Reproduce every line of the records below without any change.

(Region labeling entries)
══════════════════════════════
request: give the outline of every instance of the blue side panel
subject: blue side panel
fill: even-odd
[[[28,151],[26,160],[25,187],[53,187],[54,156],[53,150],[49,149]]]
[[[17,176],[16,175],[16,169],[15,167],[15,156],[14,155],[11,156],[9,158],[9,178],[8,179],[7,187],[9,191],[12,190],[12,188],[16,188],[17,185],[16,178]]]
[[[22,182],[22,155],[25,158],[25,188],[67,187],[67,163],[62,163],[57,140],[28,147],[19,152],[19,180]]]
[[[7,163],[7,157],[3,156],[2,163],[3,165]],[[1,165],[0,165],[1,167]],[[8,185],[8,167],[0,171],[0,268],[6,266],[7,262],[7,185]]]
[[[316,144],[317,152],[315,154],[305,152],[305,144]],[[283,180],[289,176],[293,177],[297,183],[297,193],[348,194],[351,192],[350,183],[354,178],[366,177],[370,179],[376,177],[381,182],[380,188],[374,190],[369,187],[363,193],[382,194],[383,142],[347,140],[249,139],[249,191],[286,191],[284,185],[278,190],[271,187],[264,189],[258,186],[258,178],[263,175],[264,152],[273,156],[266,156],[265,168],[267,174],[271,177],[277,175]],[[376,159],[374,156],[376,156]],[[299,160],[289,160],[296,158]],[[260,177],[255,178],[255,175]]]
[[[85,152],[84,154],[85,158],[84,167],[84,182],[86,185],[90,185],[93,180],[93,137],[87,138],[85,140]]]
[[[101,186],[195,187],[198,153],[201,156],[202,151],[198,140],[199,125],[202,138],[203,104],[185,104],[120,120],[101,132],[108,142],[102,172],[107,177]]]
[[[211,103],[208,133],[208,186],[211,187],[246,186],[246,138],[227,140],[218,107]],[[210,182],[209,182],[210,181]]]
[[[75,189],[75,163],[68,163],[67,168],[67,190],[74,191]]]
══════════════════════════════
**RESPONSE TO THIS EXERCISE:**
request: give the outline of every instance of the blue side panel
subject: blue side panel
fill: even-odd
[[[28,151],[26,160],[25,187],[53,187],[54,156],[53,150],[49,149]]]
[[[17,176],[16,175],[16,169],[15,167],[15,156],[14,155],[11,156],[9,158],[9,178],[8,179],[7,187],[9,191],[12,190],[12,188],[16,188],[17,185],[16,178]]]
[[[22,182],[22,155],[25,158],[25,188],[67,187],[67,163],[62,163],[57,140],[28,147],[19,152],[19,180]]]
[[[7,163],[7,157],[3,156],[2,163],[3,165]],[[1,165],[0,165],[1,167]],[[8,185],[8,167],[0,171],[0,268],[6,266],[7,262],[7,185]]]
[[[316,144],[317,152],[315,154],[305,152],[305,144]],[[283,180],[289,176],[293,177],[297,183],[297,193],[348,194],[351,192],[350,183],[354,178],[366,177],[370,179],[376,177],[381,182],[380,188],[374,190],[369,187],[363,193],[382,194],[383,142],[347,140],[249,139],[249,191],[286,191],[284,185],[278,190],[271,187],[264,189],[258,186],[258,178],[263,175],[264,152],[273,156],[266,156],[265,168],[267,174],[271,177],[277,175]],[[376,159],[374,156],[376,156]],[[299,160],[289,160],[296,158]],[[260,177],[255,178],[255,175]]]
[[[85,152],[84,154],[85,158],[84,167],[84,182],[86,185],[90,185],[93,180],[93,137],[87,138],[85,140]]]
[[[101,186],[195,187],[198,153],[201,156],[202,151],[198,140],[199,125],[202,138],[203,104],[185,104],[120,120],[101,132],[108,142],[102,172],[107,177]]]
[[[211,103],[208,133],[208,186],[211,187],[246,186],[246,138],[227,140],[218,107]],[[210,182],[209,182],[210,181]]]
[[[75,189],[75,163],[68,163],[67,168],[67,190],[74,191]]]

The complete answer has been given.